• [What you need to do]
Would you repeat all the lines below, exactly as they stand?

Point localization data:
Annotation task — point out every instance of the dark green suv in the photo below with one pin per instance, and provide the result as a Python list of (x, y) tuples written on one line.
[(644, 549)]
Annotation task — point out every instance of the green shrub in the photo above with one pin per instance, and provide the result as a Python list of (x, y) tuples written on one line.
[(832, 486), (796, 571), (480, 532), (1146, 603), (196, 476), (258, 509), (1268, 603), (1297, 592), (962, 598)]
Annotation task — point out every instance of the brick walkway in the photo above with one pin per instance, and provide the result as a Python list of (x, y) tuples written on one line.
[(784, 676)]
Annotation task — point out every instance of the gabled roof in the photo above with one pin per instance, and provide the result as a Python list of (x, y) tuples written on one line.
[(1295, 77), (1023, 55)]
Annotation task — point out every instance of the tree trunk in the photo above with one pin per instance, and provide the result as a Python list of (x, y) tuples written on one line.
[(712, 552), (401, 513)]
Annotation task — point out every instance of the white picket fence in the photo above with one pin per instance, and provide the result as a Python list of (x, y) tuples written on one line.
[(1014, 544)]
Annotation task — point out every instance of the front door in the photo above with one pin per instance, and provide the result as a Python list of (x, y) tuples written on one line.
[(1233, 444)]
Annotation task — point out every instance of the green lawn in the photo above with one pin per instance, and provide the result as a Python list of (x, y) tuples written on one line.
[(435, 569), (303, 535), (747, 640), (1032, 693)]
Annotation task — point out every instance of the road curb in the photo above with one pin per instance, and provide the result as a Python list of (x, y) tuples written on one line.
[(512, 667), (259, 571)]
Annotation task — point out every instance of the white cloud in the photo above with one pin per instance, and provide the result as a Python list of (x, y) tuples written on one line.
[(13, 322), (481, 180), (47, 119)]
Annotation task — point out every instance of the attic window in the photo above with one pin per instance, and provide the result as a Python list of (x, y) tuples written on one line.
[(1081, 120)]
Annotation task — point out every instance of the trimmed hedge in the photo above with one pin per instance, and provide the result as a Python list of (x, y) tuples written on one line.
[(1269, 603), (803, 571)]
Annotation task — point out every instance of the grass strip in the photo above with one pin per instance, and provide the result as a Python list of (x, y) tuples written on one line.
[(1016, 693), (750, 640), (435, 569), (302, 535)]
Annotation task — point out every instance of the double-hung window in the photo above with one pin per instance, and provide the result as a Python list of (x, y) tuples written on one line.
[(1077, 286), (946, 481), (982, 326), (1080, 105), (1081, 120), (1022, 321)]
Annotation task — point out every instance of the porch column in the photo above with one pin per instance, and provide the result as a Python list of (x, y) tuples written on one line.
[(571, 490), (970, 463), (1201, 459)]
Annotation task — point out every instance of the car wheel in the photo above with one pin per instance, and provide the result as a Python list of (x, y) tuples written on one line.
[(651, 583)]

• [Exercise solution]
Annotation task — point out every instance of the dark green suv in the photo below with one pin per instance, and provide the result as a Python list of (x, y) tuples written on one line.
[(644, 549)]
Annotation task — point out every instance of the green shrub in the photo above with one pin per instance, and provide the result as a Python list of (x, y) tuples written on one line.
[(832, 486), (796, 571), (480, 532), (1146, 603), (196, 476), (258, 509), (1268, 603), (1297, 592), (962, 598)]
Annotation task — point out every instance of the brick walkway in the photo above with one pin per instance, and provide the result as a Python list of (x, y) tuples written on one line.
[(784, 676)]
Annotation task — point out every instance of the gabled roof in the photo above with one pin per instance, and provide the result as a Python list of (x, y) tuples written on one line.
[(1295, 77), (1023, 55)]
Annotation task — point out every instance of the tree trunk in the photo above with one pin per instance, and provide the result as a Python list of (x, y) tuples written on one line.
[(712, 552), (401, 513)]
Annotation task — point out every instance of the white picket fence in the photo above with one pin per instance, and provide the result as a Python list of (x, y) tuples written on one line.
[(1014, 544)]
Annotation task — point out every instance of the front door in the photo above with one pin per instance, and provide the result as a Python list of (x, y) tuples written on one line.
[(1233, 444)]
Annotation task — point out every instance of the green lawn in the photo above with one pin per instance, and provide the result as a Python list of (x, y) tuples written on one line.
[(435, 569), (303, 535), (747, 640), (1032, 693)]
Annotation task — point out every instance of the road curb in the photo above with one pin per instance, and provide the result as a Python list of (x, y) tuples written on one line.
[(512, 667), (259, 571)]
Annotation task — point out every instance of the white cloud in the photo above with one pin per instance, and provide the result as a Python list of (x, y) tuples written on one line.
[(13, 322), (481, 180), (47, 119)]
Annotation task — point out every instance of the attic window in the photo above with one pin per instance, and provide the result as a Python list of (x, y) tuples written on one line.
[(1081, 120)]
Annotation task — point out every instance of the trimmed hedge in the photo above with one pin per instance, and provide the result as a Python list of (x, y) tuples written on one line.
[(1269, 603), (803, 571)]
Annotation task — point out every instance of the grass strip in the photo above with one pin per instance, and provide the result as a Python list of (x, y) tuples written on one line.
[(1016, 693), (750, 640), (435, 569), (302, 535)]
Annotation task — point out every instance of the double-hung window in the photo above with one pin per instance, and provide the result as a Python list of (x, y) tuples written on one line.
[(1077, 286), (946, 481), (982, 326), (1080, 105), (1081, 120), (1022, 321)]
Annotation task — point out every instance of the porch column in the photo above with one pin per instance, and provide the result as a Python list of (x, y) tuples written on one line.
[(571, 490), (970, 463), (1201, 459)]
Annotation task — point out every instance of the car wheel in the photo above with one pin per instance, and provide the result as a Python list of (x, y) tuples written on one line.
[(651, 583)]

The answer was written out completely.